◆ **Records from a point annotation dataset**
[Begin]
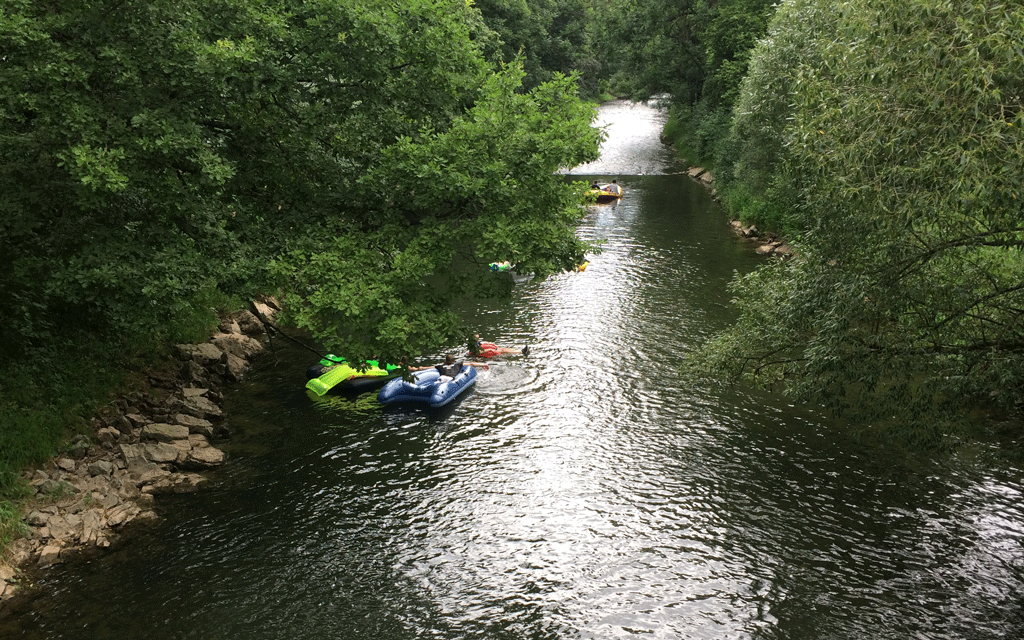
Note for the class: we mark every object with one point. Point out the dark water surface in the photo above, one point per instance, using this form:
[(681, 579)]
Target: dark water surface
[(583, 492)]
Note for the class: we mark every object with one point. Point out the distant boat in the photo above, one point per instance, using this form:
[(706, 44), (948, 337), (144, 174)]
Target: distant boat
[(606, 193)]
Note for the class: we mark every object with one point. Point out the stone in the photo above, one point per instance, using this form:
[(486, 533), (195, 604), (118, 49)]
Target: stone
[(238, 344), (236, 368), (101, 467), (122, 514), (108, 436), (92, 525), (49, 555), (163, 432), (205, 354), (205, 458), (37, 518), (160, 452), (200, 407), (196, 425)]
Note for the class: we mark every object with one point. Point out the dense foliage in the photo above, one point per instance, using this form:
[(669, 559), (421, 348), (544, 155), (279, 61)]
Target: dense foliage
[(898, 126), (363, 158)]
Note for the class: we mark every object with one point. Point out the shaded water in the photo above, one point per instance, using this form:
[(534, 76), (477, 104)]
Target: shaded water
[(583, 492)]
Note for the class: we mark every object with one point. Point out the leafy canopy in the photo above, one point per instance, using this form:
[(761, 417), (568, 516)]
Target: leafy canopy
[(901, 125)]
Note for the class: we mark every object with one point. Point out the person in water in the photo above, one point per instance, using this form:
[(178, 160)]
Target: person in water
[(450, 368), (477, 346)]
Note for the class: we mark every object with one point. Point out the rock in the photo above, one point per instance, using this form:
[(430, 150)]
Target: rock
[(249, 324), (108, 436), (49, 555), (79, 446), (163, 432), (177, 483), (201, 408), (196, 425), (238, 344), (235, 368), (205, 354), (122, 514), (160, 452), (204, 458), (194, 372), (147, 472), (101, 467), (38, 518), (135, 421), (92, 525)]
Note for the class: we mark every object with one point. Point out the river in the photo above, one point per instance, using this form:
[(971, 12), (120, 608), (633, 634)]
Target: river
[(585, 491)]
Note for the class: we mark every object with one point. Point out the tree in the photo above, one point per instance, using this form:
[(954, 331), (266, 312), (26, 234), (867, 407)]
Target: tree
[(441, 206), (904, 306)]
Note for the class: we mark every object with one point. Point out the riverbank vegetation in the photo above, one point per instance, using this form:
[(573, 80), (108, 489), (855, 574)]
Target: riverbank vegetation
[(363, 160), (162, 161), (885, 139)]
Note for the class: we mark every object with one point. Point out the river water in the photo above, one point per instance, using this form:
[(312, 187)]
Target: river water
[(582, 492)]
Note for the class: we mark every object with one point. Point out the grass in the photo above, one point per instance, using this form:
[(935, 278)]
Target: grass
[(52, 396)]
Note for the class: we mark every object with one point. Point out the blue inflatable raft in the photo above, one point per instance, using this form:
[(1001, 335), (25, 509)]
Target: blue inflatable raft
[(427, 388)]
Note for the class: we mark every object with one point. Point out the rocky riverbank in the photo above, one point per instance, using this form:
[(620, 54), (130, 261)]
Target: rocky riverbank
[(766, 244), (161, 438)]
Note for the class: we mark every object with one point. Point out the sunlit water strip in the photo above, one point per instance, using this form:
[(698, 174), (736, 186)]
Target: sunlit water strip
[(583, 492)]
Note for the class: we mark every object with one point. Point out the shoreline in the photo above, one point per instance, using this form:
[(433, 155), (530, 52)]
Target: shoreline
[(157, 440), (765, 244)]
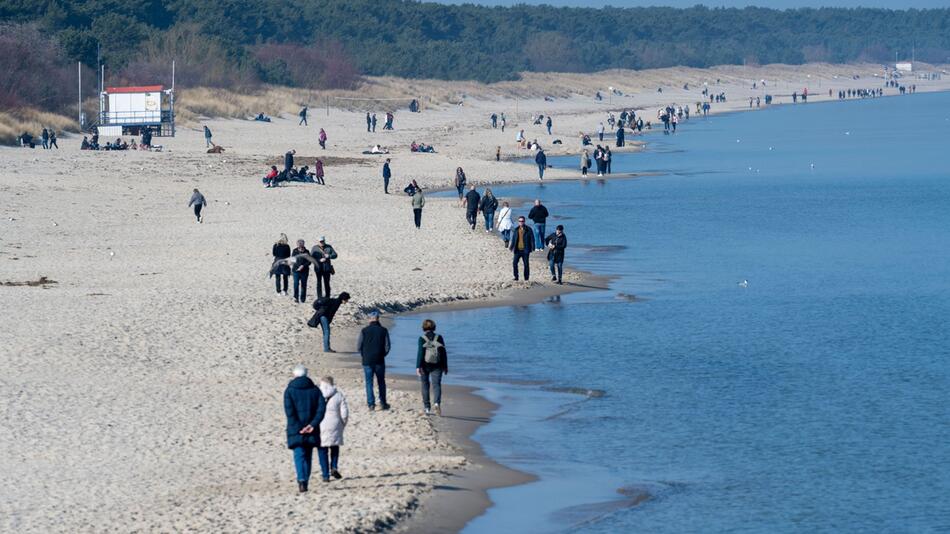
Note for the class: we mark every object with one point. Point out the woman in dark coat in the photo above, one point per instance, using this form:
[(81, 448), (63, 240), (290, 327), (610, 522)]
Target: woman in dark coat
[(557, 242), (281, 250), (305, 407)]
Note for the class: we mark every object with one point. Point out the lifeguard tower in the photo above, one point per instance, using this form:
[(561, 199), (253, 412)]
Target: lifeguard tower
[(132, 110)]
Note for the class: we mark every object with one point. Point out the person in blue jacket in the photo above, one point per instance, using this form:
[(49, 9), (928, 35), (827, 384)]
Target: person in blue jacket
[(304, 406)]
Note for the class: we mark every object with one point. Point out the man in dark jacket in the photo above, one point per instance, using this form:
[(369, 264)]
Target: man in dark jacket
[(289, 160), (301, 272), (373, 346), (542, 162), (324, 309), (539, 215), (522, 243), (557, 242), (387, 174), (432, 361), (304, 407), (471, 201)]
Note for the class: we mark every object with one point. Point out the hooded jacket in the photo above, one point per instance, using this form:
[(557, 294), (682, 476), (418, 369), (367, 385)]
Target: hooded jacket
[End]
◆ **Goal of the exercise**
Reproduce all of the items above word for word, omitting the pictures.

◆ **Response below**
Note for the class: we mark every object with one point. Point out the dark water surface in the photo above, one point per instance, using this form:
[(681, 579)]
Target: dark water surface
[(583, 492)]
Note for the class: we mark every object with one point. Point out the distant boat in the photo above, one point per instance, using this form:
[(706, 44), (948, 337), (144, 174)]
Target: distant boat
[(606, 193)]
Note for the class: we mark every object with one point. Point out the stone in the photo above, one point per instance, using this form:
[(486, 533), (195, 604), (118, 49)]
Target: stone
[(238, 344), (236, 368), (101, 467), (122, 514), (108, 436), (92, 525), (49, 555), (163, 432), (205, 354), (205, 458), (37, 518), (160, 452), (200, 407), (196, 425)]
Note for the class: we mark every object with one point. Point out the dense foliage in the photo above, one point per instance, using this form:
[(669, 559), (421, 348), (544, 155), (279, 61)]
Target: dense foliage
[(898, 126), (363, 158)]
Note for the class: we mark every object with one point. Point out the shaded water in the photo above, one point per instance, using this form:
[(534, 76), (477, 104)]
Target: shaded water
[(583, 492)]
Note for the class: we mark every object with one point. Point out the leafy canopy in the photo above, one point per instance, using this form:
[(761, 417), (568, 516)]
Target: leafy canopy
[(901, 125)]
Note for the class: we mark every object with one point. Point out the person in water in the photo above, one point per instance, using this form:
[(178, 160)]
Target: person in water
[(450, 368), (477, 346)]
Note for the class: we mark every object with one point. Point out the rock in the photo above, one point per instance, using this form:
[(430, 150)]
Target: rock
[(249, 324), (108, 436), (49, 555), (79, 446), (163, 432), (177, 483), (201, 408), (196, 425), (238, 344), (235, 368), (205, 354), (122, 514), (160, 452), (204, 458), (194, 372), (147, 472), (101, 467), (38, 518), (135, 421), (92, 525)]
Note for the class: we mark every object with one point. Point out the river in the photo above, one point per instance, using this form:
[(971, 12), (120, 608), (633, 634)]
Target: river
[(585, 491)]
Note for the class: we mark every object with one point. Point out the tree in the photo above, one point per instance, using this form:
[(954, 331), (266, 312), (26, 234), (867, 407)]
Target: tree
[(441, 206), (904, 306)]
Note for the class: we mark every object with one point. Point out the riverbank vegetation in the photo above, one point per instance, using this form:
[(573, 80), (108, 489), (855, 574)]
Target: riverbank vegetation
[(363, 160), (162, 161), (885, 139)]
Note for the class: we mark every object with one point. Point out the river water in the photo above, one point per instance, using this form:
[(312, 187)]
Target: river water
[(582, 492)]
Note for the class: we mark every object with one point. Point out the grass in the photo above, one point per instance, using this form:
[(935, 278)]
Target: grass
[(52, 396)]
Note for the class: we mark every object with one point. Point out the blue inflatable raft in the photo above, one point per instance, using this form:
[(1001, 335), (25, 509)]
Target: blue inflatable raft
[(427, 388)]
Note for the class: we mark every object with one point. Point out the rocky riverbank in the photo above, one point per instance, using this form:
[(620, 54), (130, 261)]
Target: rocky riverbank
[(766, 244), (161, 438)]
Note for the class: we mark every object with one point. Point out the sunlit water strip in the photo above, one point per instance, using this form:
[(698, 174), (736, 186)]
Target: sunlit water strip
[(583, 492)]
Note for the class: we mark every object with one point. Point out the shoreline in the photo above, one point per instance, using this form:
[(433, 155), (530, 52)]
Target: shoreline
[(157, 440), (765, 244)]
Note for the class: we mark every object with one point. Point out the woman in dark coat in the photo above, one point per instance, using this form:
[(81, 448), (63, 240), (290, 327), (610, 522)]
Target: woman in dark coat
[(557, 242), (281, 250), (305, 407)]
Note for the class: we mark every object with one point. Point out the lifeguard tower in the photo above, one point per instance, using this form:
[(561, 199), (253, 412)]
Target: lifeguard tower
[(132, 110)]
Note for the class: we mark every object with one point. Point out the person in blue jacket in the photo above, one point per instance, using this form:
[(49, 9), (928, 35), (827, 384)]
Target: person in blue jacket
[(304, 406)]
Note for the class: we mark every object with one point. Point out the man in dark jacket in the photo above, one point per instance, using this form:
[(369, 264)]
Target: man in dark jacket
[(289, 160), (301, 272), (373, 346), (542, 162), (324, 309), (539, 215), (522, 243), (557, 242), (387, 174), (432, 361), (304, 407), (471, 201)]
Note for the class: we mark every object with one point. Point out the hooded jacket in the photo above, one point per instance, using this form:
[(557, 294), (682, 476), (418, 369), (367, 385)]
Target: hooded jacket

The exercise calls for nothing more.